» **BRONMATERIAAL**
--------
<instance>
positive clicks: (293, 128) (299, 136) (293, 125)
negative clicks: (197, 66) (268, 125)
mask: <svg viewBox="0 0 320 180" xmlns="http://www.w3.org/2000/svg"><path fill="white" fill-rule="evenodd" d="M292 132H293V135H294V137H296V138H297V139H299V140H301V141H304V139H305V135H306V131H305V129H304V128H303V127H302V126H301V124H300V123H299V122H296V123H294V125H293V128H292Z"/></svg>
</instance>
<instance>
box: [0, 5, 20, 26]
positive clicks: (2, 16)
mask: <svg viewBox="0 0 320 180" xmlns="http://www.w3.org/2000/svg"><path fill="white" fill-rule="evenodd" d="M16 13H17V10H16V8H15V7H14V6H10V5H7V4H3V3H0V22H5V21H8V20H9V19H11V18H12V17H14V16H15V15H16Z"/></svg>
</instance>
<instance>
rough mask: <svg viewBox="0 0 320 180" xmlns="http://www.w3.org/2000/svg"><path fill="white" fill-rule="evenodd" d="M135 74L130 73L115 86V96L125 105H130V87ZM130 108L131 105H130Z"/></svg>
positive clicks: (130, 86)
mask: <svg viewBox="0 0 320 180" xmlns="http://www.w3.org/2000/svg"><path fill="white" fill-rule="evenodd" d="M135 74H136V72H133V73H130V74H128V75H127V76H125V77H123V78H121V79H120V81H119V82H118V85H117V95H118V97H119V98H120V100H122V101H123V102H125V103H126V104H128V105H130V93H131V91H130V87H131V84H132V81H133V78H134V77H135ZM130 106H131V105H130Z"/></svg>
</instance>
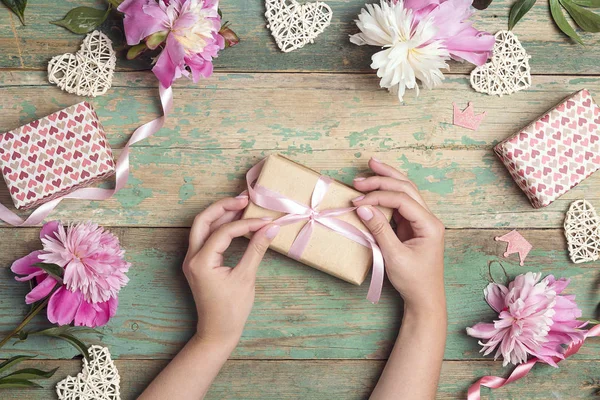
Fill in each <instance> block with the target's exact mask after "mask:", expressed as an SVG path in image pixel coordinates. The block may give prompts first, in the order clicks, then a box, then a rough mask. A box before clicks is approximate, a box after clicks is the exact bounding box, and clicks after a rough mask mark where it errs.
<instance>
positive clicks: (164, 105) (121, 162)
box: [0, 85, 173, 226]
mask: <svg viewBox="0 0 600 400" xmlns="http://www.w3.org/2000/svg"><path fill="white" fill-rule="evenodd" d="M159 90H160V102H161V105H162V108H163V115H161V116H160V117H158V118H156V119H153V120H152V121H150V122H147V123H145V124H144V125H142V126H140V127H138V128H137V129H136V130H135V131H134V132H133V134H132V135H131V138H129V141H128V142H127V144H126V145H125V147H124V148H123V150H122V151H121V155H120V156H119V159H118V160H117V167H116V172H115V181H116V183H115V188H114V189H100V188H82V189H78V190H75V191H74V192H71V193H69V194H67V195H65V196H61V197H57V198H56V199H54V200H51V201H49V202H47V203H44V204H42V205H41V206H39V207H38V208H37V209H36V210H35V211H34V212H32V213H31V215H29V217H28V218H27V219H26V220H23V219H22V218H21V217H19V216H18V215H17V214H15V213H14V212H12V211H10V210H9V209H8V208H6V207H5V206H3V205H2V204H0V220H2V221H4V222H6V223H7V224H9V225H13V226H33V225H37V224H39V223H40V222H42V221H43V220H44V219H46V217H47V216H48V214H50V213H51V212H52V210H54V209H55V208H56V206H58V204H59V203H60V202H61V201H62V200H63V199H80V200H106V199H108V198H110V197H112V196H113V195H114V194H115V193H117V192H118V191H119V190H121V189H123V188H124V187H125V185H126V184H127V179H128V178H129V153H130V152H131V149H130V147H131V146H132V145H134V144H135V143H137V142H139V141H141V140H144V139H146V138H149V137H150V136H152V135H154V134H155V133H156V132H158V131H159V130H160V128H162V126H163V125H164V123H165V119H166V117H167V114H168V113H169V112H170V111H171V109H172V108H173V89H172V88H171V87H169V88H164V87H163V86H162V85H160V89H159Z"/></svg>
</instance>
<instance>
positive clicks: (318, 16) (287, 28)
mask: <svg viewBox="0 0 600 400" xmlns="http://www.w3.org/2000/svg"><path fill="white" fill-rule="evenodd" d="M265 7H266V9H267V12H266V13H265V17H267V21H268V22H269V24H268V25H267V28H269V29H270V30H271V34H272V35H273V38H274V39H275V42H276V43H277V46H279V48H280V49H281V51H283V52H284V53H288V52H290V51H293V50H296V49H299V48H302V47H304V45H305V44H307V43H313V42H314V40H315V38H316V37H317V36H319V34H321V33H322V32H323V31H324V30H325V28H327V27H328V26H329V24H330V23H331V16H332V12H331V8H329V6H328V5H327V4H325V3H322V2H320V1H316V2H314V3H305V4H299V3H298V2H297V1H296V0H291V3H289V4H288V3H286V0H266V2H265Z"/></svg>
--------
» **OVER DEZE TAAK**
Bewerk het materiaal hierboven door overal "positive clicks" te vervangen door "foreground clicks" en laat verder alles ongewijzigd. Laat de afbeeldingen weg uit je antwoord.

» **RESULTAAT**
<instance>
foreground clicks: (293, 128) (299, 136) (293, 125)
negative clicks: (197, 66) (268, 125)
mask: <svg viewBox="0 0 320 180" xmlns="http://www.w3.org/2000/svg"><path fill="white" fill-rule="evenodd" d="M292 132H293V135H294V137H296V138H297V139H299V140H301V141H304V139H305V135H306V131H305V129H304V128H303V127H302V126H301V124H300V123H299V122H296V123H294V125H293V128H292Z"/></svg>
</instance>
<instance>
box: [0, 5, 20, 26]
foreground clicks: (2, 16)
mask: <svg viewBox="0 0 320 180" xmlns="http://www.w3.org/2000/svg"><path fill="white" fill-rule="evenodd" d="M16 13H17V10H16V8H15V7H14V6H10V5H7V4H3V3H0V22H5V21H8V20H9V19H11V18H12V17H14V16H15V15H16Z"/></svg>
</instance>
<instance>
rough mask: <svg viewBox="0 0 320 180" xmlns="http://www.w3.org/2000/svg"><path fill="white" fill-rule="evenodd" d="M135 74L130 73L115 86V96L125 105H130V87ZM130 108L131 105H130Z"/></svg>
foreground clicks: (130, 86)
mask: <svg viewBox="0 0 320 180" xmlns="http://www.w3.org/2000/svg"><path fill="white" fill-rule="evenodd" d="M135 74H136V72H133V73H130V74H128V75H127V76H125V77H123V78H121V79H120V81H119V82H118V85H117V95H118V97H119V98H120V100H122V101H123V102H125V103H126V104H128V105H130V93H131V91H130V87H131V84H132V81H133V78H134V77H135ZM130 106H131V105H130Z"/></svg>
</instance>
Fill in each <instance> block with the target's exact mask after "mask:", expressed as an SVG path in image pixel coordinates. The block may give prompts first, in the order clicks, then a box, then a rough mask. A box before clicks is approximate, a box after clicks is the exact bounding box, and clicks after a rough mask mark where it errs.
<instance>
foreground clicks: (164, 105) (121, 162)
box: [0, 85, 173, 226]
mask: <svg viewBox="0 0 600 400" xmlns="http://www.w3.org/2000/svg"><path fill="white" fill-rule="evenodd" d="M159 90H160V102H161V105H162V108H163V115H161V116H160V117H158V118H156V119H153V120H152V121H150V122H147V123H145V124H144V125H142V126H140V127H138V128H137V129H136V130H135V131H134V132H133V134H132V135H131V138H129V141H128V142H127V144H126V145H125V147H124V148H123V150H122V151H121V155H120V156H119V159H118V160H117V167H116V172H115V181H116V183H115V188H114V189H100V188H82V189H78V190H75V191H74V192H71V193H69V194H67V195H65V196H61V197H57V198H56V199H54V200H51V201H49V202H47V203H44V204H42V205H41V206H39V207H38V208H37V209H36V210H35V211H34V212H32V213H31V215H29V217H28V218H27V219H26V220H23V219H22V218H21V217H19V216H18V215H17V214H15V213H14V212H12V211H10V210H9V209H8V208H6V207H5V206H3V205H2V204H0V220H2V221H4V222H6V223H7V224H9V225H13V226H33V225H37V224H39V223H40V222H42V221H43V220H44V219H46V217H47V216H48V214H50V213H51V212H52V210H54V209H55V208H56V206H58V204H59V203H60V202H61V201H62V200H63V199H80V200H106V199H108V198H110V197H112V196H113V195H114V194H115V193H117V192H118V191H119V190H121V189H123V188H124V187H125V185H126V184H127V179H128V178H129V153H130V152H131V149H130V147H131V146H132V145H134V144H135V143H137V142H139V141H141V140H144V139H146V138H149V137H150V136H152V135H154V134H155V133H156V132H158V131H159V130H160V128H162V126H163V125H164V123H165V119H166V117H167V114H168V113H169V112H170V111H171V109H172V108H173V89H172V88H171V87H169V88H164V87H163V86H162V85H160V89H159Z"/></svg>
</instance>
<instance>
foreground clicks: (318, 16) (287, 28)
mask: <svg viewBox="0 0 600 400" xmlns="http://www.w3.org/2000/svg"><path fill="white" fill-rule="evenodd" d="M265 7H266V9H267V12H266V13H265V17H267V21H268V22H269V24H268V25H267V28H269V29H270V30H271V34H272V35H273V38H274V39H275V42H276V43H277V46H279V48H280V49H281V51H283V52H284V53H288V52H290V51H293V50H296V49H299V48H302V47H304V45H305V44H307V43H313V42H314V40H315V38H316V37H317V36H319V34H321V33H322V32H323V31H324V30H325V28H327V27H328V26H329V24H330V23H331V16H332V12H331V8H329V6H328V5H327V4H325V3H322V2H320V1H316V2H314V3H305V4H299V3H298V2H297V1H296V0H291V3H289V4H288V3H286V0H266V2H265Z"/></svg>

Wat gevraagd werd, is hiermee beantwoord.